WORK ITEM A:
Answer these questions from the Bradford assay materials list:
(i) At what wavelength should the new Elisa reader be used?
(ii) How many P20's are needed?
(iii) For rabbit IgG, what number is the denominator in place of the one used for BSA?
WORK ITEM B:
From the Bradford assay materials list, transcribe the text from "Elisa reader(s). Use" up to and including "water (see below).".

EXCERPTED PASSAGE:

Materials needed for Bradford assay in 542:

          EQUIPMENT

Elisa reader(s). Use old at 570, new at 620 nm.

16 P200's (4/bench, 1/pair).

16 P20's (4/bench, 1/pair).

Yellow tips, several hundred.

96 well flat-bottomed plates, 15 (one/pair) with some extras.

50 or so test tubes (for dilution of standard protein).

15 100 ml erlenmeyer flasks or similar containers for dist. water (see below).


          REAGENTS

Standard protein: Weigh about 25 mg BSA, and dissolve to give
several ml at nominal 10 mg/ml BSA in either isotonic saline (0.9%
NaCl); or PBS with pH 7.0-7.4; plus azide 0.03% (5 mM). Make 10
ml of a 1/10 dilution (nominal 1 mg/ml), and determine the A280
to get an accurate concentration (hydration of the powdered BSA
will generally make the concentration 80-90% of that based on
weight of the powder). The concentration is (A280)/(0.67) mg/ml
for BSA (the denominator is 1.35 for rabbit IgG). Aliquot in 1.5
ml amounts in capped test tubes, one tube/bench.  Label with
the mg/ml based on the A280, e.g. "0.88 mg/ml".

DATA SEGMENT:
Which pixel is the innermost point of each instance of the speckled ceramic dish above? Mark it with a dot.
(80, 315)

FINAL ANSWER A:
(i) 620 nm
(ii) 16 (4 per bench, 1 per pair)
(iii) 1.35

FINAL ANSWER B:
Elisa reader(s). Use old at 570, new at 620 nm.

16 P200's (4/bench, 1/pair).

16 P20's (4/bench, 1/pair).

Yellow tips, several hundred.

96 well flat-bottomed plates, 15 (one/pair) with some extras.

50 or so test tubes (for dilution of standard protein).

15 100 ml erlenmeyer flasks or similar containers for dist. water (see below).